━━━━━ Available records

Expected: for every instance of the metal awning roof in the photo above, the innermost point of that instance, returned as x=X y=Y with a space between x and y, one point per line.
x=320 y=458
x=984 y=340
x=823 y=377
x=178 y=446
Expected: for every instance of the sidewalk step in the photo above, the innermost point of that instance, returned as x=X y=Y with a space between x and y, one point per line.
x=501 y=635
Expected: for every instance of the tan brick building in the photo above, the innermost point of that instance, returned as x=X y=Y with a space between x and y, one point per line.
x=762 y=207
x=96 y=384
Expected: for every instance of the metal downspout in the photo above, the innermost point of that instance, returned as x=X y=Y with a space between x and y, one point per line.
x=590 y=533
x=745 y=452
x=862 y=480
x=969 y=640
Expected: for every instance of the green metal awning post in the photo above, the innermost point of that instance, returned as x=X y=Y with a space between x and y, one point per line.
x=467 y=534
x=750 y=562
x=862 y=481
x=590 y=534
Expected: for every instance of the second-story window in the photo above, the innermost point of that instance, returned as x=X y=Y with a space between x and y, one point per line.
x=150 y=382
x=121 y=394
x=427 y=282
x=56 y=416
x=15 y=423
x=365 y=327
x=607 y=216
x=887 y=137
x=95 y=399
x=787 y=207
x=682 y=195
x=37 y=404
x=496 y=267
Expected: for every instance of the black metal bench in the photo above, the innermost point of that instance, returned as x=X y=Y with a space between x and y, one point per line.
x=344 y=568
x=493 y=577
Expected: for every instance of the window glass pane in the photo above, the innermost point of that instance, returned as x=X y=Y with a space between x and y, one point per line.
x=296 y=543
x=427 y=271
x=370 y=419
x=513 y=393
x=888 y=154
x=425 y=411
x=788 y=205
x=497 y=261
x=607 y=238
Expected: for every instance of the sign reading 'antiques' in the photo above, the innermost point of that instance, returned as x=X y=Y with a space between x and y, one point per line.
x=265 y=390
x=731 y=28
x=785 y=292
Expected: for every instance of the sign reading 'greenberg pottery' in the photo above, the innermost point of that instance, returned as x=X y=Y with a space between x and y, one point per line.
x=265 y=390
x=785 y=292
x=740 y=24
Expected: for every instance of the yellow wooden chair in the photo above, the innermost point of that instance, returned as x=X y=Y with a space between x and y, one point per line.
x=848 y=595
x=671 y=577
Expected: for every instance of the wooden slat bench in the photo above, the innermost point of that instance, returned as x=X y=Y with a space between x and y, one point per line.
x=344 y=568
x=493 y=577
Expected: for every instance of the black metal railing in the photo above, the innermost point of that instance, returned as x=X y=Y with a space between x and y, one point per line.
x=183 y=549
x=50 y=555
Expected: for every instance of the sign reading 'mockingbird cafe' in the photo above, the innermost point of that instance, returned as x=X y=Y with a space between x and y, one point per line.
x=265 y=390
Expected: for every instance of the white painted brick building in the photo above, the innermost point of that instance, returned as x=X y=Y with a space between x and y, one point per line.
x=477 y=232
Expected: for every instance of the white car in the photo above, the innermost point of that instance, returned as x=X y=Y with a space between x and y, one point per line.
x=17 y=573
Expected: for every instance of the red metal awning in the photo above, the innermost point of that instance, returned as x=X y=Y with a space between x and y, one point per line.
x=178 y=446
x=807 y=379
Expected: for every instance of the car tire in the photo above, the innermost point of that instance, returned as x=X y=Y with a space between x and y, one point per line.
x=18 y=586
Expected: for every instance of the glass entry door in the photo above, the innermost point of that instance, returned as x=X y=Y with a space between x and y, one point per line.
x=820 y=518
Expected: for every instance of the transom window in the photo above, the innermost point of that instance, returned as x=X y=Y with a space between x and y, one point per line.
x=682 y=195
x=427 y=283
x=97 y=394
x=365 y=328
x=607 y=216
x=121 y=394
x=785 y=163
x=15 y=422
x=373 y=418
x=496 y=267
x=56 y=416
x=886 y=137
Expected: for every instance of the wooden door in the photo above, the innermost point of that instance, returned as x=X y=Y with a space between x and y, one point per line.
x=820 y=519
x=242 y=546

━━━━━━━━━━

Task brief:
Every record above should be output exactly.

Task solution:
Expected: for every instance of the metal awning roof in the photo above, the innermost point of that instance, returned as x=X y=Y with a space between x and y, one point per line.
x=320 y=458
x=984 y=340
x=823 y=377
x=178 y=446
Expected: for every instance of the sidewalk step in the photo above, the innermost point of that instance, returned as x=X y=Y with a space between x and y, one point per line.
x=501 y=635
Expected: for every instance of the tan brick building in the photo above, the innermost point of that instance, returned as x=X y=Y with a space between x and y, one point per line.
x=762 y=207
x=96 y=384
Expected: for every instance of the metal downspout in the photo above, the innermost point of that instance, returned as x=X y=Y with a space between x and y, one point per line.
x=590 y=533
x=745 y=452
x=862 y=480
x=969 y=640
Expected: for every instance of the green metal awning post in the photo above, the innermost point of that instance, returned as x=X y=Y with a space between x and y, one point per line.
x=467 y=534
x=750 y=562
x=862 y=481
x=590 y=534
Expected: for every instance of the second-story window in the photo above, the innermost point of that instance, returned as x=X y=Y with a space between x and y, one point per line.
x=150 y=382
x=121 y=394
x=427 y=282
x=56 y=416
x=15 y=423
x=365 y=327
x=607 y=216
x=887 y=137
x=95 y=399
x=787 y=207
x=682 y=195
x=37 y=404
x=496 y=267
Expected: for every instance of the black metal bench in the photo above, the innermost point of that instance, returned as x=X y=Y with a space between x and y, one point per line.
x=344 y=568
x=493 y=577
Expected: for every instance of the window glass pane in the photo above, the innermost point of that instance, returned as x=X y=Y with a space between x and y, one point per line.
x=296 y=543
x=427 y=271
x=370 y=419
x=513 y=393
x=888 y=154
x=425 y=411
x=788 y=205
x=497 y=261
x=607 y=238
Expected: for every instance of the sign reading 'antiques' in the photo above, the innermost point of that instance, returned as x=X y=Y with a space between x and y, one point per line.
x=265 y=390
x=731 y=28
x=785 y=292
Expected: for every instance of the sign reading 'greenberg pottery' in the photo above, the innermost point of that instance, returned as x=X y=Y with a space between x and y, one point per line.
x=265 y=390
x=785 y=292
x=740 y=24
Expected: for every instance of the yellow wooden chair in the photo above, the innermost point of that instance, returned as x=X y=Y with a space between x and y, one point per line.
x=848 y=595
x=671 y=577
Expected: for every instance of the wooden slat bench in the photo above, the innermost point of that instance, returned as x=X y=Y with a space between x and y, one point per line.
x=344 y=568
x=493 y=577
Expected: for every instance of the black metal railing in the photo above, the innermost point of that instance, returned as x=X y=Y with a space between x and y, one point per line.
x=183 y=549
x=50 y=555
Expected: for every instance of the sign reading 'mockingbird cafe' in the photo above, the innermost point of that instance, returned as x=X y=Y with a space between x and y, one point per line.
x=265 y=390
Expected: for every instance of the white painted brick building in the photo above, the innermost point of that instance, returned as x=X y=Y with a space between x and y, one point per line.
x=477 y=232
Expected: for every instance of the white car in the photo above, the innermost point of that instance, returned as x=X y=Y with a space between x and y, one point per line.
x=17 y=573
Expected: for every instance of the red metal awning in the photo above, the innermost point of that instance, returned as x=X y=Y with a space between x and y, one point per line.
x=178 y=446
x=807 y=379
Expected: for every instance of the car tire in the photo above, the innermost point of that instance, returned as x=X y=Y with a space between x and y, one point per line.
x=18 y=586
Expected: for every instance of the glass entry door in the photo above, the innermost point of that instance, returned as x=X y=Y with a space between x and y, one point per line.
x=820 y=518
Expected: for every instance of the transom window in the photo above, the innermost point of that instance, returned as x=X y=Y with a space between x and y, one point per line.
x=682 y=195
x=427 y=283
x=97 y=394
x=365 y=328
x=607 y=216
x=121 y=394
x=785 y=163
x=15 y=422
x=373 y=418
x=496 y=267
x=56 y=416
x=886 y=137
Expected: for every instance of the wooden door in the photo above, the innermost point of that instance, returned as x=X y=Y with a space between x and y, one point per line.
x=820 y=519
x=242 y=546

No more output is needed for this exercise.